WHAT TO PRODUCE: A copy is needed of each line in the records that has the word "track".

------ EXCERPTED DATA

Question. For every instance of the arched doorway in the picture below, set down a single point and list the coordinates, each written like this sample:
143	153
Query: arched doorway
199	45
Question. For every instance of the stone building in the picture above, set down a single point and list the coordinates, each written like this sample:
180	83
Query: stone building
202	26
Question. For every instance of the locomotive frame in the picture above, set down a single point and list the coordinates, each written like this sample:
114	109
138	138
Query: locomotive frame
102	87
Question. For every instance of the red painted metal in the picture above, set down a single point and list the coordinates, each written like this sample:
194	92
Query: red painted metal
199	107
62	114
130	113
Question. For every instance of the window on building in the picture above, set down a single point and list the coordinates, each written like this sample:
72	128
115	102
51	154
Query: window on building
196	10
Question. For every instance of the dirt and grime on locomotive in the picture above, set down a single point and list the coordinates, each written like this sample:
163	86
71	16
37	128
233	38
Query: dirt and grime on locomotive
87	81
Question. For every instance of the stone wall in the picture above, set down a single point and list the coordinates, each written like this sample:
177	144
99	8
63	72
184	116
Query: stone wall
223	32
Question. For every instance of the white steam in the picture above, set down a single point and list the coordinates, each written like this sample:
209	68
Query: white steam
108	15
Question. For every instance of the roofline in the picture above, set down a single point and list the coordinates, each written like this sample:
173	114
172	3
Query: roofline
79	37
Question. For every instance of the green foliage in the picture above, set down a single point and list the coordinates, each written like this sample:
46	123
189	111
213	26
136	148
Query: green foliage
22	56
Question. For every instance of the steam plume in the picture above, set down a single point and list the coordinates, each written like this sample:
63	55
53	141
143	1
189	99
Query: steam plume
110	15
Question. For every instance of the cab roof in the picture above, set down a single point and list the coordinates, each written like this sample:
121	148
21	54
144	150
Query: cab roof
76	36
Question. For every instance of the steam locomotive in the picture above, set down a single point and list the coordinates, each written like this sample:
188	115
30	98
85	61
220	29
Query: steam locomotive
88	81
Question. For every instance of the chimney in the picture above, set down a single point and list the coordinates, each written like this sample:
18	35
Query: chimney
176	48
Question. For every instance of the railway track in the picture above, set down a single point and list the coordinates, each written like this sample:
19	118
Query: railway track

------------

RESPONSE TO THIS EXERCISE:
Question. For every instance of the railway track in the picture above, set down a single point and list the coordinates, each written like this sample:
Query: railway track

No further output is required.